■ Record list
* Start *

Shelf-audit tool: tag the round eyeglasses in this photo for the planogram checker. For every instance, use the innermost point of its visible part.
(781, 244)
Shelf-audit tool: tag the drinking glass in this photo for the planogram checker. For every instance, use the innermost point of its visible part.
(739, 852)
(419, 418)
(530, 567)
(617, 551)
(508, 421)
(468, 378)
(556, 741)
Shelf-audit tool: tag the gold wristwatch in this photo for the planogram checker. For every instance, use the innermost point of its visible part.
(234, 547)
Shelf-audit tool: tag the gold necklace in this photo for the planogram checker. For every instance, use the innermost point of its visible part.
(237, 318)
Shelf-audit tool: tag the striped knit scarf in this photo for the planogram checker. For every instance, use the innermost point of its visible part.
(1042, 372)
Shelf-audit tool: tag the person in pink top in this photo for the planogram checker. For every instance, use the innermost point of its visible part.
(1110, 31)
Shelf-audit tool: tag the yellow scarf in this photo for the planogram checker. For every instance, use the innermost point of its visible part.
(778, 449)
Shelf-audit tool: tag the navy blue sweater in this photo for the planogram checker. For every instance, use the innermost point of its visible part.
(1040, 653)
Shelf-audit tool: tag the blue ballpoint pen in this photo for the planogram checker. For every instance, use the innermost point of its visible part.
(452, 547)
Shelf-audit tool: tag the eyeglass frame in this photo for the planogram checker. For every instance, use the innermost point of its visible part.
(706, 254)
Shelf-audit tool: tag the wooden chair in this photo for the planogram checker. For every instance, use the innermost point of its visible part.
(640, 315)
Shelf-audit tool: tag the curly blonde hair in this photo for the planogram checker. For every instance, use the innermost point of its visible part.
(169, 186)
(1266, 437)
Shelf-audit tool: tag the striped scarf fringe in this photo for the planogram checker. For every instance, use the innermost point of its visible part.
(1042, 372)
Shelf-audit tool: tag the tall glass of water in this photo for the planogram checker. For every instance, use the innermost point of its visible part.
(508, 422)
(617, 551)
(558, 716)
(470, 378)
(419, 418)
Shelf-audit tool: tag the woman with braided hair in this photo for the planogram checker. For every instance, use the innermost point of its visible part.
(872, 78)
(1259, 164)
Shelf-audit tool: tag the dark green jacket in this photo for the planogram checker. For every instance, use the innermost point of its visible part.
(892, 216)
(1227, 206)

* End *

Put the entries from the line containing "Shelf-audit tool: tag the tall" through the end of the entries, inclusive, into a Markdown table with the columns Row and Line, one numbered row per line, leaving out blank lines.

| Row | Line |
|---|---|
| 1 | Shelf-audit tool: tag the tall glass of water in this photo for the planogram checker. For every instance, use the innermost point of its visible part. |
| 2 | (508, 422) |
| 3 | (617, 551) |
| 4 | (558, 716) |
| 5 | (470, 378) |
| 6 | (419, 418) |
| 7 | Shelf-audit tool: tag the woman with braided hair in this photo for the planogram checker. For every instance, use the innermost point of its visible part. |
| 8 | (872, 78) |
| 9 | (1259, 164) |
| 10 | Shelf-audit tool: tag the dark green jacket in this photo for the planogram checker. For every instance, use the innermost point of its visible part. |
| 11 | (892, 216) |
| 12 | (1227, 206) |